# Directions for this task:
Would you copy all lines in the data that contain the word "sink"?

Point localization data

_ _ _ _ _ _ _

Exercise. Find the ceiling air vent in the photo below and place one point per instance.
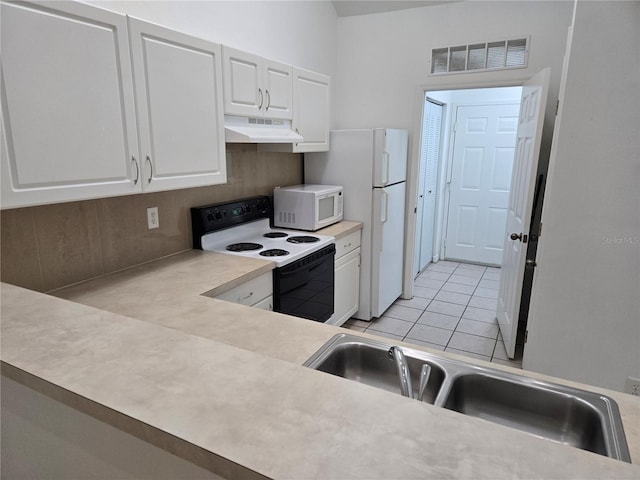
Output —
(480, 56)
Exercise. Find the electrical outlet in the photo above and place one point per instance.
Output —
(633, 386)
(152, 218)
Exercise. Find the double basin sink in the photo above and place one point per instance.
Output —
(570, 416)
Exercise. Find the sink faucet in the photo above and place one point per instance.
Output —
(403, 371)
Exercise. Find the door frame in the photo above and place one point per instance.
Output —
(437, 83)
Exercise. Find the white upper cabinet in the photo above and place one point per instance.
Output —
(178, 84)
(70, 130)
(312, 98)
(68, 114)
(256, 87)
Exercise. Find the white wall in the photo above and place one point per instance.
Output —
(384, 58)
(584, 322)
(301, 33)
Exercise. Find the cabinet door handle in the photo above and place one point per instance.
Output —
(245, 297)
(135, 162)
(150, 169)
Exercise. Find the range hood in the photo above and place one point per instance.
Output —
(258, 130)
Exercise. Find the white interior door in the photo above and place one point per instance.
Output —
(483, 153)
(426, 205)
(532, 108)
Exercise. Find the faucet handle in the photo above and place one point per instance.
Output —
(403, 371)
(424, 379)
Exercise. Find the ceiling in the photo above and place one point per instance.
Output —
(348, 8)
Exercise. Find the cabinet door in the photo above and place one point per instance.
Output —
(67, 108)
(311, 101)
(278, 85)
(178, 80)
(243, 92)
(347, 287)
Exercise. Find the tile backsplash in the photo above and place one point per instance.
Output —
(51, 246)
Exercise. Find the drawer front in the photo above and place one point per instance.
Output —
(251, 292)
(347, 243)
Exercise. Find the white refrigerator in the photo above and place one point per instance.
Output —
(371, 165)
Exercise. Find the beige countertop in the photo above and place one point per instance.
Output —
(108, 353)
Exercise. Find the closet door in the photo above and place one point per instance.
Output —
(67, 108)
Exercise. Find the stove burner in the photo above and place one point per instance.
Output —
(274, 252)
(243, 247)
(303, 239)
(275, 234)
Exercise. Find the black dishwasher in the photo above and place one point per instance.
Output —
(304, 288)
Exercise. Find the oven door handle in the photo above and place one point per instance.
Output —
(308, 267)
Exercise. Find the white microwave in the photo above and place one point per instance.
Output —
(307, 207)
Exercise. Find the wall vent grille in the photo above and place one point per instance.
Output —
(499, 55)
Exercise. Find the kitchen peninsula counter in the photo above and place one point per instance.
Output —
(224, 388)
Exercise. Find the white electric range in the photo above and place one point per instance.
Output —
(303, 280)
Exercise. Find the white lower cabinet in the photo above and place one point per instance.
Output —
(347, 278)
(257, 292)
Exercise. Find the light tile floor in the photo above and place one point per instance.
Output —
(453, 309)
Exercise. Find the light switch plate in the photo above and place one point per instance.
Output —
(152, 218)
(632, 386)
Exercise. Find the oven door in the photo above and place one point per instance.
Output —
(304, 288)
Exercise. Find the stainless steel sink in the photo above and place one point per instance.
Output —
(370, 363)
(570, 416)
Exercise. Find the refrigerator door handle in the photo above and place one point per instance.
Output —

_ _ _ _ _ _ _

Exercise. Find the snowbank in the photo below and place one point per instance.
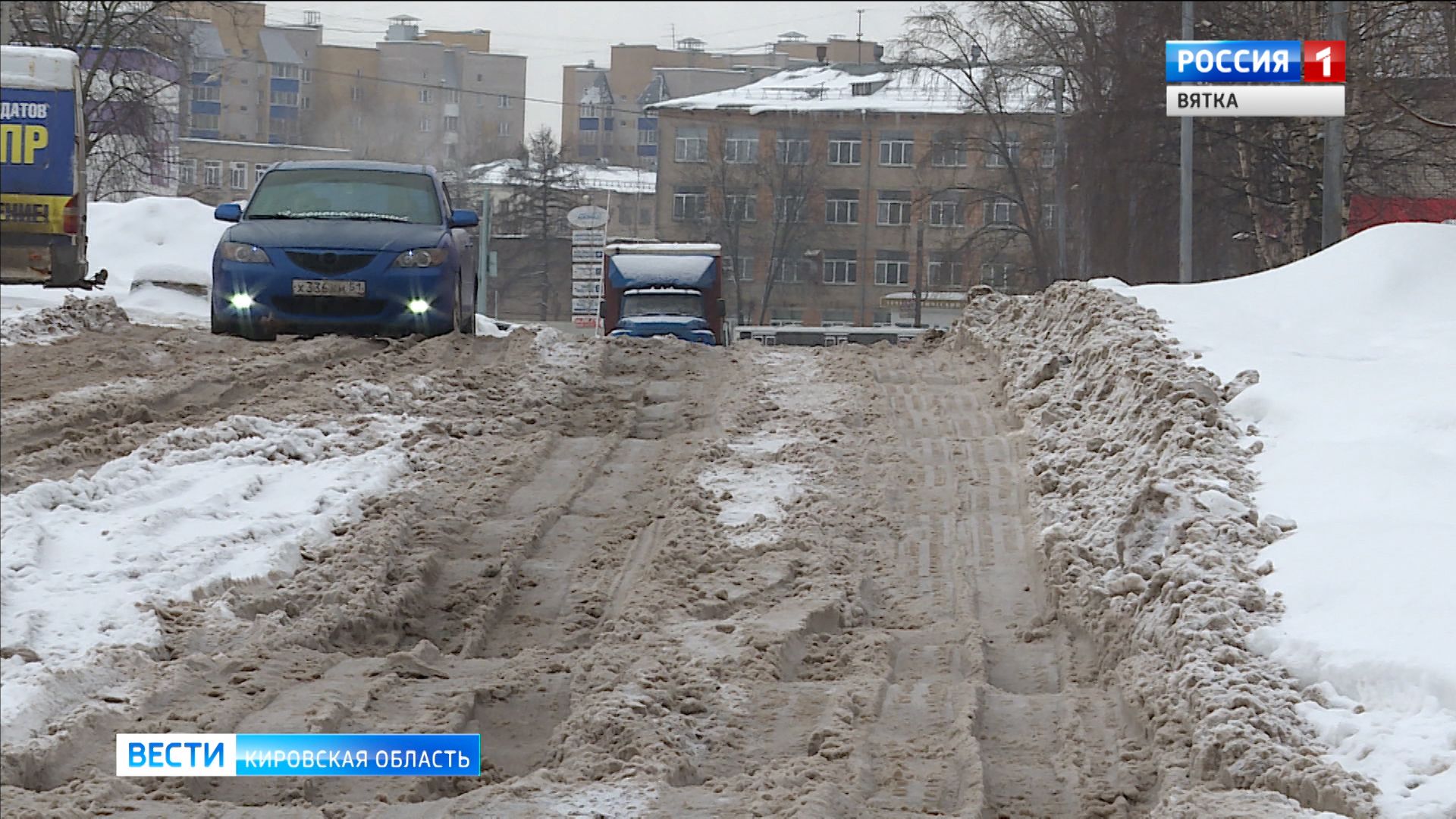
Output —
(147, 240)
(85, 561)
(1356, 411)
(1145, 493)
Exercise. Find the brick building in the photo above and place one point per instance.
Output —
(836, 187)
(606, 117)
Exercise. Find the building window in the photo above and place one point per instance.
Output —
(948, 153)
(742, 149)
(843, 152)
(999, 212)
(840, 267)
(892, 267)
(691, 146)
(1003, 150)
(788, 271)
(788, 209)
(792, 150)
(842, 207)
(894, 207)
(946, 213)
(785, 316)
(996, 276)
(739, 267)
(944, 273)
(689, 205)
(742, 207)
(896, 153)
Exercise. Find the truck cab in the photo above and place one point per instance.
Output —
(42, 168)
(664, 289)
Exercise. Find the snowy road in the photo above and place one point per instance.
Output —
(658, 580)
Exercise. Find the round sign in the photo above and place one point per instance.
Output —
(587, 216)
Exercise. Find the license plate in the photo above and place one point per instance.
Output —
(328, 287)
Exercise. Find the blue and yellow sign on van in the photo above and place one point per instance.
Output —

_ _ _ _ _ _ _

# Response to the exercise:
Exercise. Find the double basin sink in the photo above and place one point per instance.
Exercise. Find the sink faucet in the photo above and place one point per instance.
Exercise. Find the stainless steel sink in the photo above and place one point per instance.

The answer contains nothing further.